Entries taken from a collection
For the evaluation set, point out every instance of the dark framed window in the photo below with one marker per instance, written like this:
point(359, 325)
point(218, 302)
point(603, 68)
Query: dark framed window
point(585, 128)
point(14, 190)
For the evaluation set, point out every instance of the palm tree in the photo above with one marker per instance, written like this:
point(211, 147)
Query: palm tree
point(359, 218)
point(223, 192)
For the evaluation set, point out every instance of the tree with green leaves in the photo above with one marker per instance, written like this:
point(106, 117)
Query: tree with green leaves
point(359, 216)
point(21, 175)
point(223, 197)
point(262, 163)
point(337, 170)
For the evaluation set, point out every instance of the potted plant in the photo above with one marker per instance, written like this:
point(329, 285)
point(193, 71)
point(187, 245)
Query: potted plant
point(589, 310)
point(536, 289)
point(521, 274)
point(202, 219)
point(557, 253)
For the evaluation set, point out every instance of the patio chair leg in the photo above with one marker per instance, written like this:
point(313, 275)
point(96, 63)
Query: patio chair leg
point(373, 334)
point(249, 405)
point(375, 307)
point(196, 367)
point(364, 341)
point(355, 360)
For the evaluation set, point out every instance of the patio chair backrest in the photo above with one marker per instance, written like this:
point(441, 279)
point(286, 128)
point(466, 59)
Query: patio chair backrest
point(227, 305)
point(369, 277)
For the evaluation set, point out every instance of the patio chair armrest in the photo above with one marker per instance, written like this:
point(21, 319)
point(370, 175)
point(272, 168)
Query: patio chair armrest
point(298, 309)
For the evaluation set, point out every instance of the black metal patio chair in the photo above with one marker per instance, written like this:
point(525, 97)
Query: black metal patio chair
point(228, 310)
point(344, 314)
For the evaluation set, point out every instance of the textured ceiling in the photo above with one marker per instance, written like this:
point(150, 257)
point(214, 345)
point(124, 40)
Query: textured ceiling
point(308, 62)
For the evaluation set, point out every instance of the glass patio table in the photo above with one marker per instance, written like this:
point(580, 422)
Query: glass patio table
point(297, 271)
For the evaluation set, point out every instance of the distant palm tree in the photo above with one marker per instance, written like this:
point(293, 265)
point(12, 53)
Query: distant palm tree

*Work required:* Rewrite the lines from the one containing "chair armrest in" through the end, substituting "test set" for "evaluation set" and leaving everything else unchanged.

*Response to this exercise:*
For the test set, point out every instance of the patio chair armrest in the photo above with one marker per instance, written like this:
point(21, 319)
point(370, 175)
point(272, 168)
Query: patio chair armrest
point(298, 309)
For the test set, point out every instance of the black metal patio chair in the photo above with one marker per instance, written like this:
point(525, 97)
Query: black metal patio chair
point(228, 310)
point(344, 314)
For the test set, point out every instance of the textured ceiling in the photo above with one marker per instance, written like this:
point(150, 257)
point(214, 345)
point(124, 40)
Query: textured ceiling
point(308, 62)
For the test set, point out every instance of the glass patio table in the photo above with one marker per instance, written like this:
point(580, 422)
Query: glass patio table
point(297, 271)
For the test set, point out every instance of the distant palm tree in the photo above with one marker per instance, written like this:
point(293, 265)
point(12, 53)
Query: distant palm tree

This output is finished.